• [Problems and tasks]
a – Decide whether each of the statements (i) to (iii) agrees with the text on GGML below, answering yes or no and quoting the words of the text that decide it.
(i) The GGML code is written entirely in C++.
(ii) The libc of NUX, libec, is based on the NetBSD libc.
(iii) GGML was originally meant to support CPUs only.
b – Transcribe the part of the text on GGML below that opens with the words containing "It was originally" and closes with "and load models.".
c – Answer these questions from the text on GGML below.
(i) In what does the VM execute the computational graphs?
(ii) What does NUX support that can be used to synchronize among the CPUs?
(iii) What is the name of the project published on GitHub?

It was originally meant to support CPUs only (and aarch64 Macs in particular), but now has backends for BLAS, OpenMP and hardware platforms.

The code – that has all the obvious signs of a fast growing project – is a mix of C and minimal C++. On a cursory glance, it seems to be architected in this way:

A set of tools to open, save and load models.
Functions that create a computational graph from the models.
A VM that executes the computational graphs in a thread pool.

What I liked about GGML is that the architecture makes sense and it's easily hackable, if you can stomach cmake.

GGML in kernel space.

The goal of my NUX prototyping kernel framework is to be able to quickly create custom kernels. It has its own libc – libec, based on the NetBSD libc – and a powerful memory management and this means that as long as file I/O is not required, you should be able to port any C program to run in kernel mode.

Another thing that NUX offers is the ability to completely control what the hardware is doing. If I run some code in kernel space in a CPU, I can make sure that nothing will ever interrupt it.

NUX supports IPIs, so we can use that (or simple SMP barriers) to syncronize among them.

I realised quickly that this works really well with GGML architecture. You could for example, boot a machine and assigns all their secondary CPUs to the GGML threadpool, while using the bootstrap CPU for system control and drivers.

Of course, I decided to implement that. And make a FOSDEM talk about the effort!

An early prototype

Today, I published a github something that has been living dangerously unbacked up in my machine for the past few months: blasbare.

It has been my workspace for running various experiment of porting various computing architectures to NUX.

Records from a collection:
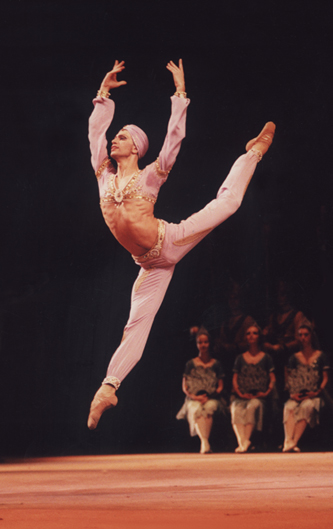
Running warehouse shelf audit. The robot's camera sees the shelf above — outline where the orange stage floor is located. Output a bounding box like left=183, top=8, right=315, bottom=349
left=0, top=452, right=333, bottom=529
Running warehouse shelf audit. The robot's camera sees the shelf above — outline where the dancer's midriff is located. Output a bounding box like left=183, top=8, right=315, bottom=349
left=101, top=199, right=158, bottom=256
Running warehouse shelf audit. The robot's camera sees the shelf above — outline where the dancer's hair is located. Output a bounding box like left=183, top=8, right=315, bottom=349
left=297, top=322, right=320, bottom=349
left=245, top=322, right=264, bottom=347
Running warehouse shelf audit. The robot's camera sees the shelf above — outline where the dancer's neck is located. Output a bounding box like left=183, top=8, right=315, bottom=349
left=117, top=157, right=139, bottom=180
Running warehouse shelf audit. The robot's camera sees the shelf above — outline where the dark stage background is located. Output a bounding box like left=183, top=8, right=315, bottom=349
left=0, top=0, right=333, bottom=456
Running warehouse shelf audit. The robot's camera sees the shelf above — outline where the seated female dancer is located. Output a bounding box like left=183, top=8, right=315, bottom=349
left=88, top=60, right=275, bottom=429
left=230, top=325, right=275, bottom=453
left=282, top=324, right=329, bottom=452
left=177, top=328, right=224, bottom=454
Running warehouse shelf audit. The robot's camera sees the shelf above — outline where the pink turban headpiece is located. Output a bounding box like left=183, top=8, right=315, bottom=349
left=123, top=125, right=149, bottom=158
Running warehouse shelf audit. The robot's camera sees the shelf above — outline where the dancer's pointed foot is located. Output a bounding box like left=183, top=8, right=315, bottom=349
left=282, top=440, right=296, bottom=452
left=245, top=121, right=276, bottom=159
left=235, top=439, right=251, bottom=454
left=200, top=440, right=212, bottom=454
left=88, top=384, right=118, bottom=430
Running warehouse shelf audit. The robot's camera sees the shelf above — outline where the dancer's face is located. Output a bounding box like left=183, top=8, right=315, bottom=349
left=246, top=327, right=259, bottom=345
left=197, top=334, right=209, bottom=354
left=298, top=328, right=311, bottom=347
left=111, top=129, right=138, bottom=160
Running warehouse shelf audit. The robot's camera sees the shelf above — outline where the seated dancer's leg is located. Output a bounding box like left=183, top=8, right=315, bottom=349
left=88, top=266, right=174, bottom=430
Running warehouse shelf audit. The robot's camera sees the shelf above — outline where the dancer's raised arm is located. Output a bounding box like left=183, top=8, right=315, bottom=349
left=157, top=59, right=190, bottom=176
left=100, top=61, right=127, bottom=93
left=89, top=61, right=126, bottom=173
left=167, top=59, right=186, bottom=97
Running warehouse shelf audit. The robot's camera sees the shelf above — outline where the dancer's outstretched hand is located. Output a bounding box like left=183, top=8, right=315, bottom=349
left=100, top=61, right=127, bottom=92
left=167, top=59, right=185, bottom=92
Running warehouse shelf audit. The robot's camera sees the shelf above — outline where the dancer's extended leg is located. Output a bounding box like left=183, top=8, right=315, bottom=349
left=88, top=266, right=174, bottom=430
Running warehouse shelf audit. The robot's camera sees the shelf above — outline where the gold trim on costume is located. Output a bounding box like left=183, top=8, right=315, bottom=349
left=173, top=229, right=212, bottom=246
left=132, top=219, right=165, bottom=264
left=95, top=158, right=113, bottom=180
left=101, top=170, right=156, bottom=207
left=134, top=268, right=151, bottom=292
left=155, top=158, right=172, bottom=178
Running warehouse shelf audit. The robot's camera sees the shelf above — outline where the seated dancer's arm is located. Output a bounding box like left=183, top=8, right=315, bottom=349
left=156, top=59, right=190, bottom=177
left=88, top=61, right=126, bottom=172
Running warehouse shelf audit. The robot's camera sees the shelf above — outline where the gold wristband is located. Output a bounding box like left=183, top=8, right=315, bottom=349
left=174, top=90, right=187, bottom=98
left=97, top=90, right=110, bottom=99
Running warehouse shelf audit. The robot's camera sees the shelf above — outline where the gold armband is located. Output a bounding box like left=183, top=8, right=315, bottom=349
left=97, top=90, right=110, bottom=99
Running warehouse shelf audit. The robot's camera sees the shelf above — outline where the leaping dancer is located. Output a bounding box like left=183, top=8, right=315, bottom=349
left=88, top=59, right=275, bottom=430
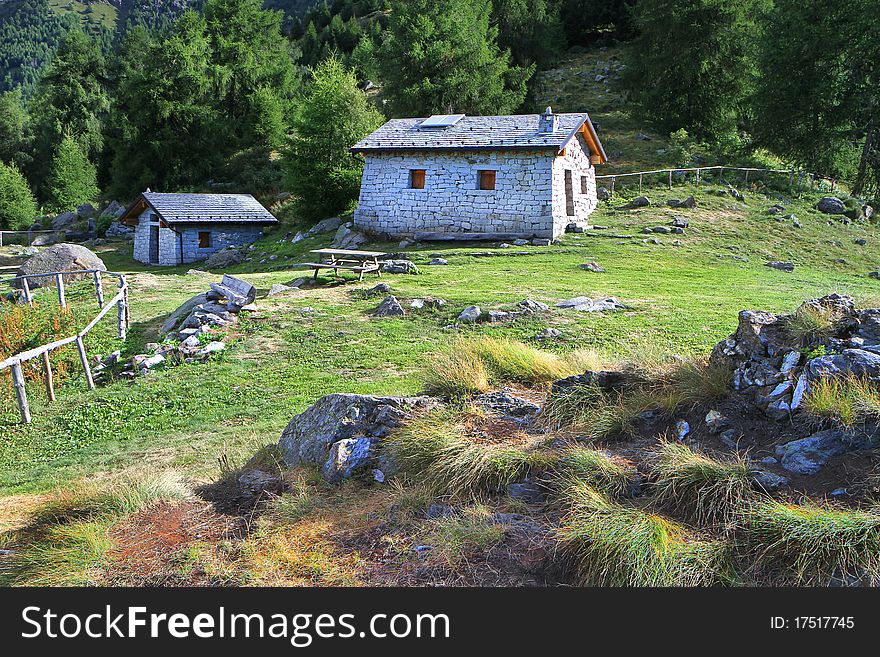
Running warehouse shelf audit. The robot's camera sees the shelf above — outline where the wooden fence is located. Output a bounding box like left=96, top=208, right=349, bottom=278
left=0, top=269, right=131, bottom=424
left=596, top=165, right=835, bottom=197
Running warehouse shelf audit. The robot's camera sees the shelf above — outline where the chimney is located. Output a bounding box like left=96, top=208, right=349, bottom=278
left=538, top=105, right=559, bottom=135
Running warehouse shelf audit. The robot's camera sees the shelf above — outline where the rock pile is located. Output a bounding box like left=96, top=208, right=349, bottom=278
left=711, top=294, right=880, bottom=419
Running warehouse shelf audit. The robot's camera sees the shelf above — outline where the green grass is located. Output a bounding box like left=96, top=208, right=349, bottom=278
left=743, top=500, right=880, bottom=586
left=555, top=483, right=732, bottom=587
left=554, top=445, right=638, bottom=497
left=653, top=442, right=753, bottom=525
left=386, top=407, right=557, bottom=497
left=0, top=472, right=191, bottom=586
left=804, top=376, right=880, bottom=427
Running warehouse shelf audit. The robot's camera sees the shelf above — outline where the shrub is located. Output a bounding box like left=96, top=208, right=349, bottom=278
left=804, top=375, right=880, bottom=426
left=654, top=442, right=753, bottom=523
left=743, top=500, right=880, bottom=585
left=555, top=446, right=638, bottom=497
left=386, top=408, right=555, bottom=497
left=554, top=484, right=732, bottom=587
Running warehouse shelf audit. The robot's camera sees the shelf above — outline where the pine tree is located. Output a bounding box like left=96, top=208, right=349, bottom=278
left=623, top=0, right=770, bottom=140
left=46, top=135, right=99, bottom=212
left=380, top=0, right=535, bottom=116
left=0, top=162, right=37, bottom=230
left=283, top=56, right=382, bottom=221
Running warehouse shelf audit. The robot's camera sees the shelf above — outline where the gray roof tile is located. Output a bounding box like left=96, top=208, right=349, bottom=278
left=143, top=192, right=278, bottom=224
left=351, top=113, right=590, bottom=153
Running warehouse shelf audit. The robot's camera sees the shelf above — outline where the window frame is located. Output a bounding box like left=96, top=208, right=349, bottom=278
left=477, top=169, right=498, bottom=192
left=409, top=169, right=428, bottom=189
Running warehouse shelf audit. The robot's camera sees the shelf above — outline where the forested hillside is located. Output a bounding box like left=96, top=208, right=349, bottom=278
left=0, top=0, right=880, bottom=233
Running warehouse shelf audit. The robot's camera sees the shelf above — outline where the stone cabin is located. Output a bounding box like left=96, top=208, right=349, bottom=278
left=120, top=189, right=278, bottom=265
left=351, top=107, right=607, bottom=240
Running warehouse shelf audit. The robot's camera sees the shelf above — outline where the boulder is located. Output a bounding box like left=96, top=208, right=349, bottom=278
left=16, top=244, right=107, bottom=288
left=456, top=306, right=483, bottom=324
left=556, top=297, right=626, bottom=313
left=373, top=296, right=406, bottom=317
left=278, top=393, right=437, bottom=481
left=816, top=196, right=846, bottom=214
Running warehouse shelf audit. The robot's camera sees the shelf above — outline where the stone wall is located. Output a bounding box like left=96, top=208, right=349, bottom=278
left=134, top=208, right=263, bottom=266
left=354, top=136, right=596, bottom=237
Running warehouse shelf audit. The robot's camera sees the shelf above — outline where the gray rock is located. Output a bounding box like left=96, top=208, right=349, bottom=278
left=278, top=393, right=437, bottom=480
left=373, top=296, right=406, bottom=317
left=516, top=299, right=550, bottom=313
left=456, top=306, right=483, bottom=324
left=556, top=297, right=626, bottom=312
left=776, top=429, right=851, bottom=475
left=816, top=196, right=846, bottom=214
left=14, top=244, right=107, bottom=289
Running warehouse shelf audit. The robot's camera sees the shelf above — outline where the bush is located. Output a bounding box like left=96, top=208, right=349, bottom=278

==

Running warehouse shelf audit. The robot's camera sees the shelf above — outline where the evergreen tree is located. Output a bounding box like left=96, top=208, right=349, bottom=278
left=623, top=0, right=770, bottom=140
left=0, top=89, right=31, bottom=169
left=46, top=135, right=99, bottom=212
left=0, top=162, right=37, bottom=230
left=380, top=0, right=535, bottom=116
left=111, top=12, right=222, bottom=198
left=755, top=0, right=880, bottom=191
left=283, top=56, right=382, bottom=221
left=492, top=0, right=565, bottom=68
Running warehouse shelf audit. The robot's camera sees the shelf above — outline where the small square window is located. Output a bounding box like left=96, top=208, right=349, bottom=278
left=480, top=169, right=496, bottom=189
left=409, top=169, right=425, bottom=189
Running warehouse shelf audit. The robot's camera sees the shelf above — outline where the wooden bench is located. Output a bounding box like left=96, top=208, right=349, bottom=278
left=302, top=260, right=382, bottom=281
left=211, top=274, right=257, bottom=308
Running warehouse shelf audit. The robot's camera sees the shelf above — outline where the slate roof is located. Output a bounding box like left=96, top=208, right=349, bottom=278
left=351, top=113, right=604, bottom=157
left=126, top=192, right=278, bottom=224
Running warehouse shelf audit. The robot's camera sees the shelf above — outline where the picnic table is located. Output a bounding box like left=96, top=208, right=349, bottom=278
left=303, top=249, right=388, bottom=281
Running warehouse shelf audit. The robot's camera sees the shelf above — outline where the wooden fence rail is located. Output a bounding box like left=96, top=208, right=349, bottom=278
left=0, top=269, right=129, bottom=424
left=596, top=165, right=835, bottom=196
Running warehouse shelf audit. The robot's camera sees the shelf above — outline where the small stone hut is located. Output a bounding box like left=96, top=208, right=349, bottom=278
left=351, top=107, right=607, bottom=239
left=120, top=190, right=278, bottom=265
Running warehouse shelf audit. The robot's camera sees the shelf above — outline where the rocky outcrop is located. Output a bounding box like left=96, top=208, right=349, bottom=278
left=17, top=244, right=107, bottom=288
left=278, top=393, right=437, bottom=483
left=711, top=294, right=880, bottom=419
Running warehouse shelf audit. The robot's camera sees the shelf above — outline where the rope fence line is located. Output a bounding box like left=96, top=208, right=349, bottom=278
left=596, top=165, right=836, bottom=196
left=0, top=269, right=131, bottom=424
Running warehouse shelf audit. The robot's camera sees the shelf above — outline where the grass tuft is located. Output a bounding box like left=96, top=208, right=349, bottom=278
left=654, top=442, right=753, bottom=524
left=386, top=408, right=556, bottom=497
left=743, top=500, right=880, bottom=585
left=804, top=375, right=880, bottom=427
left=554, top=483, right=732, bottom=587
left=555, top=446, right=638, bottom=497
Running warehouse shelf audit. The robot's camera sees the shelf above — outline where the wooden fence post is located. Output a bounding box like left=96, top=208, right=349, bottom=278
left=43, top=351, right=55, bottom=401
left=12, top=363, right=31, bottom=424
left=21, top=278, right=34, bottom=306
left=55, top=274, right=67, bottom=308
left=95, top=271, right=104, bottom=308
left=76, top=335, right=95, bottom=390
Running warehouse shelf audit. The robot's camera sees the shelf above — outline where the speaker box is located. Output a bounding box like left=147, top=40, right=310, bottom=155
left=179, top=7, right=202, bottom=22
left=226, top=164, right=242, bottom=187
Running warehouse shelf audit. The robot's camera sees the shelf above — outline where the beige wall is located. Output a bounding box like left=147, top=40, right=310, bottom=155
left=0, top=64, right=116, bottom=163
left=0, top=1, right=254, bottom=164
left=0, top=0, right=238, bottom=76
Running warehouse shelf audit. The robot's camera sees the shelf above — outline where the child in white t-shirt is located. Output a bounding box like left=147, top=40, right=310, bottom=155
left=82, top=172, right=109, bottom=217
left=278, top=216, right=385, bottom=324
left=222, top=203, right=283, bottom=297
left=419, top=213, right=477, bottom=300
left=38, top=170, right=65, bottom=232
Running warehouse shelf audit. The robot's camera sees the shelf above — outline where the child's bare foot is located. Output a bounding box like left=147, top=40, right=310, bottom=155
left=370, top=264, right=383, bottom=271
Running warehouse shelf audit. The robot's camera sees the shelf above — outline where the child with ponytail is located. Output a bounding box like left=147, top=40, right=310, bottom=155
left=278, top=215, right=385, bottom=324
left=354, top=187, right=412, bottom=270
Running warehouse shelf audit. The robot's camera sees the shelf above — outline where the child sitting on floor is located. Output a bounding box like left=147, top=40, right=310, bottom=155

• [Answers per task]
a –
(i) No: "is a mix of C and minimal C++"
(ii) Yes: "libec, based on the NetBSD libc"
(iii) Yes: "It was originally meant to support CPUs only"

b –
It was originally meant to support CPUs only (and aarch64 Macs in particular), but now has backends for BLAS, OpenMP and hardware platforms.

The code – that has all the obvious signs of a fast growing project – is a mix of C and minimal C++. On a cursory glance, it seems to be architected in this way:

A set of tools to open, save and load models.

c –
(i) In a thread pool
(ii) IPIs
(iii) blasbare